→ Pflichtaufgabe 1:
Suche in der Auflistung jede Zeile, die die Zeichenfolge „polygon“ enthält, und gib diese Zeilen unverändert wieder. Beachte dabei die Groß- und Kleinschreibung.

→ Auszug zum Lesen:
□ □ □
Der Erzähler, Alex, ist 1984 das erste Mal ins Baskenland gereist. Zelik selbst vielleicht auch. Zu jener Zeit tauchten in den Kneipen im Baskenland neben den roten Sternen und Fotos von gefangenen Etarras plötzlich Plakate für die Hafenstraße und die autonomen Kämpfe der 80er auf. Der Rock Radical Vasco war die angesagte rebellische Musik – die Band „Kortatu“ klang wie „The Clash“ auf Baskisch – und beim Kalle Borroka, dem Straßenkampf, ging es militant gegen die Polizei.

„Der bewaffnete Freund“ aber spielt im Sommer 2006. Protagonist Alex gerät in eine verbotene Demonstration und wird von der Polizei verfolgt – Alltag auch heute im Baskenland. Rabbee, ein Freund von Alex aus Berlin, kann mit dem baskischen Nationalismus wenig anfangen. Er kritisiert die Volkstümelei, das Identitätsgehabe. Alex hingegen sieht den „Wunsch von Hunderttausend Menschen, nicht dazuzugehören“ nicht als nationalistische Abgrenzung, sondern als Ablehnung der kapitalistischen Gesellschaft und des rassistischen spanischen Grenzregimes gegenüber Afrika. Im Baskenland, erzählt er Rabbee, „wählen 15 % linksradikal“. Seine Sicht der Dinge erinnert dabei an einen älteren Autonomen, der die in ihren Mitteln militante linksnationale baskische Bewegung und ihre bewaffnete Organisation ETA unbedingt als etwas Linksradikales wahrnehmen möchte.
□ □ □
→ Pflichtaufgabe 2:
Setze den Text über den Roman „Der bewaffnete Freund“ nach seinem letzten Satz fort.
□ □ □
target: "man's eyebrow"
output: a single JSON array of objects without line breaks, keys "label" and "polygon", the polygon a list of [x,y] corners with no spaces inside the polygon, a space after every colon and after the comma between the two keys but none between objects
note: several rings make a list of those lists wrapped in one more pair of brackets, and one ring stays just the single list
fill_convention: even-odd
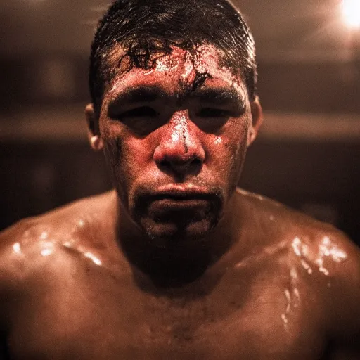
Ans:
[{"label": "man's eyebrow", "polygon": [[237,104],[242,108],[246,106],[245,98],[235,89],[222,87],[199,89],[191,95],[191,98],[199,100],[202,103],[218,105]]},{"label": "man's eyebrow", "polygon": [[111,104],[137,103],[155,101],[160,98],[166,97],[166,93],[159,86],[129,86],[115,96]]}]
□ □ □
→ Antwort zur Aufgabe 1:
output: a single JSON array of objects without line breaks, keys "label" and "polygon", the polygon a list of [x,y] corners with no spaces inside the polygon, a space after every colon and after the comma between the two keys but none between objects
[{"label": "man's eyebrow", "polygon": [[237,104],[242,108],[246,106],[245,98],[235,89],[222,87],[199,89],[191,95],[191,98],[199,100],[202,103],[218,105]]},{"label": "man's eyebrow", "polygon": [[111,104],[137,103],[155,101],[160,98],[166,97],[166,93],[159,86],[129,86],[115,96]]}]

→ Antwort zur Aufgabe 2:
Als Rabbee und mit ihm seine etwas schematische Kritik an baskischer Identitätskonstruktion schließlich gen Berlin abreisen, nimmt ein anderer Freund von ihm über einen Mittelsmann Kontakt zu Alex auf. Es ist Zubieta, der in den Zeitungen als „Kopf der bewaffneten Bande ETA“ zur Fahndung ausgeschrieben wird. Zubieta bittet ihn um einen Gefallen – Alex möge ihn in seinem Auto durch Spanien fahren. Eine Fahrt, die die gesamte zweite Hälfte von „Der bewaffnete Freund“ einnimmt.

Folter bei der Polizei, Kriminalisierung, hunderte Gefangene aus der militanten Unabhängigkeitsbewegung, militanter Protest, der Glaube an die Parole „Unabhängigkeit und Sozialismus“, die Nachwirkungen der Franco-Diktatur, Verbitterung über den spanischen Nationalismus – dies treibt viele Menschen im Baskenland um. In „Der bewaffnete Freund“ schimmert daneben aber auf, dass es auch eine Positionierung jenseits der Nationalismen gibt. GASTON KIRSCHE

Lesung heute, 19.30 Uhr, Werkstatt 3, Nernstweg 32–34. „Der bewaffnete Freund“ ist erschienen im Blumenbar Verlag München, 288 Seiten, 18 Euro.